## Check your understanding:
1. Answer these questions from the market commentary:
(a) By what percentage did UPS revenues rise in Q1?
(b) How much was public sector borrowing for 2021?
(c) At what price level did gold rebound from support?
2. Transcribe the part of the market commentary that starts with "The Japanese yen" and goes on through "to global inventories.".
3. Pick up the market commentary on currencies and commodities where it stops, and write what comes next.

## Excerpt provided:
▬▬▬
In a positive sign for the US economy, UPS announced better than expected Q1 numbers, as revenues rose 6.4% to $24.4bn. Last year the company raised its prices to deal with the higher costs it was incurring because of supply chain disruptions and higher raw material prices. Despite these higher costs, profits also came in better than expected at $3.05c a share.
FX
The pound and the euro have continued to slide against the US dollar today, with the pound sliding below the 1.2700 and potentially on course for a move towards 1.2500. The latest public sector borrowing numbers for March rounded off a year that saw borrowing for 2021 come in at £151.8bn a significant decrease from last years, £317.6bn. These numbers while very high, were still better than expected and could improve further as final revisions come in.
The rise in the US dollar appears to be predicated on the belief that the Federal Reserve is likely to move much more aggressively on rates than either the Bank of England or the ECB.
The Japanese yen is starting to claw back some ground, despite the strength of the US dollar today ahead of this week’s Bank of Japan rate meeting. As the US dollar drifts back down from its recent highs, now would be the perfect time for the Bank of Japan, to give it a bit of a shove to squeeze out some of those US dollar longs and create a little more two-way risk. If they were to intervene it would be the first time since 1998.
Commodities
Oil prices have rebounded modestly after yesterday’s sharp sell-off as investors look to balance how much of an effect a sharp slowdown in demand from China will have when set against the resilience of demand elsewhere, in relation to global inventories.
Gold prices have rebounded from decent support at the $1,890 level where we have some decent support from the March lows. A decline in US yields appears to be helping on the margins, along with a slightly firmer tone in commodity prices.
▬▬▬
## Raw data:
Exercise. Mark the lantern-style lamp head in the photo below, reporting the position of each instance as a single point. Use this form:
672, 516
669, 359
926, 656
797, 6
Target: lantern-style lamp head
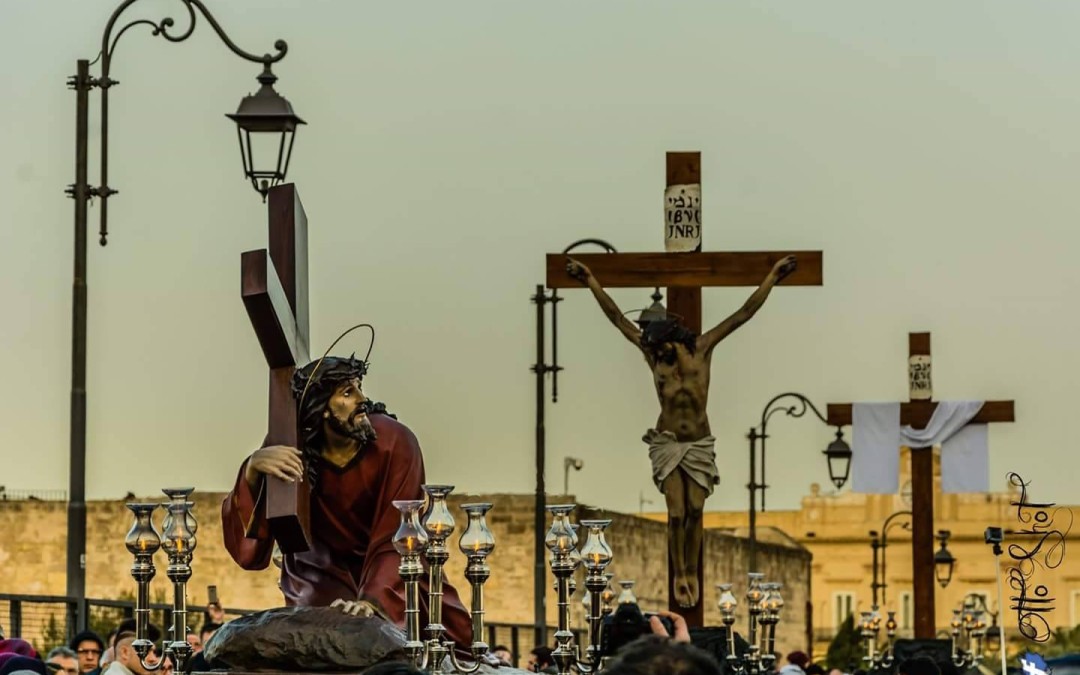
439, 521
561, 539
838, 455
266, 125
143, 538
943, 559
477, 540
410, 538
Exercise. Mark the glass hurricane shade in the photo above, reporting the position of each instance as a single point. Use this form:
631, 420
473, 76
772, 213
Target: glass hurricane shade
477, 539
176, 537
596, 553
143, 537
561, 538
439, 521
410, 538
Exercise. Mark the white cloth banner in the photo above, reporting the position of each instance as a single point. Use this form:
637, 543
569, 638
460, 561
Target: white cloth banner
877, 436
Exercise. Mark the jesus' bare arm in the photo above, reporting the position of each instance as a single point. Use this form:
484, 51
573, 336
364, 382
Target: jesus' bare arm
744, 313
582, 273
▬▬▬
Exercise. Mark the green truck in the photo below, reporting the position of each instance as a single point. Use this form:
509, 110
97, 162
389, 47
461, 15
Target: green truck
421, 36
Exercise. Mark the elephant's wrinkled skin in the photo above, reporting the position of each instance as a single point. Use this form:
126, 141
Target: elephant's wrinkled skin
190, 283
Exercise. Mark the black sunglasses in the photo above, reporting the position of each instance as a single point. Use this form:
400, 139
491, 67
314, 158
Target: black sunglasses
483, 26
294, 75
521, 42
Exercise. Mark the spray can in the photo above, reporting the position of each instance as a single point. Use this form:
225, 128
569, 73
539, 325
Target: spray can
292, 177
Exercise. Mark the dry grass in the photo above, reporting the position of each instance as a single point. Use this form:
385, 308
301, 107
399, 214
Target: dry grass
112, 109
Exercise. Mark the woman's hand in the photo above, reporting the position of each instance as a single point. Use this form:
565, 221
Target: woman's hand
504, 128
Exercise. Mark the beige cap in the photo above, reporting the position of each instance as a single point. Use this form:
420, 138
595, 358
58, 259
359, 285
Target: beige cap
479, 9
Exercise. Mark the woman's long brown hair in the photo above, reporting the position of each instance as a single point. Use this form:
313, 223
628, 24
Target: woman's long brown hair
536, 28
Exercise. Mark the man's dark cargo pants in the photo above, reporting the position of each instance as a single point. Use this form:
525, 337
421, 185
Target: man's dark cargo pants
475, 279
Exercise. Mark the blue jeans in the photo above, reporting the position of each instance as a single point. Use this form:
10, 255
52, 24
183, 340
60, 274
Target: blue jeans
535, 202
▬▬▬
## Results:
1.
(a) 6.4%
(b) £151.8bn
(c) $1,890

2.
The Japanese yen is starting to claw back some ground, despite the strength of the US dollar today ahead of this week’s Bank of Japan rate meeting. As the US dollar drifts back down from its recent highs, now would be the perfect time for the Bank of Japan, to give it a bit of a shove to squeeze out some of those US dollar longs and create a little more two-way risk. If they were to intervene it would be the first time since 1998.
Commodities
Oil prices have rebounded modestly after yesterday’s sharp sell-off as investors look to balance how much of an effect a sharp slowdown in demand from China will have when set against the resilience of demand elsewhere, in relation to global inventories.

3.
Volatility
Glencore’s shares were pushed into focus again yesterday as the company found itself under pressure from activist investors angling for a move away from coal. Shares have been under assault for the last few days a whole raft of reasons and have now shed around 20% over the last week. Daily vol advanced to 173% against 70% on the month.
The Dollar/Rand trade continued its move lower yesterday, maintaining the pair’s standing as one of the most active amongst fiat currencies. Economic disruption locally and fears over rising US interest rates are weighing here, driving daily vol slightly higher than was posted on Friday to 20.46% whilst the monthly figure sits at 13.9%.
With commodities, the idea that rising interest rates would call time on any advance in lumber prices clearly needs a rethink after the underlying once again locked in gains above the $1000 mark. Seasonal demand is being flagged as responsible here but daily vol found its way to 277% against 187% on the month.
Finally, over in cryptos, Dogecoin saw heightened levels of price action as the token found renewed levels of interest off the back of Elon Musk’s successful bid for Twitter. There’s theoretically the potential here for this to drive wider acceptance, but would a lack of plurality here pose regulatory questions? With that in mind, this could continue to be an active trade in the weeks and months ahead. Daily vol advanced to 194% against 102% on the month.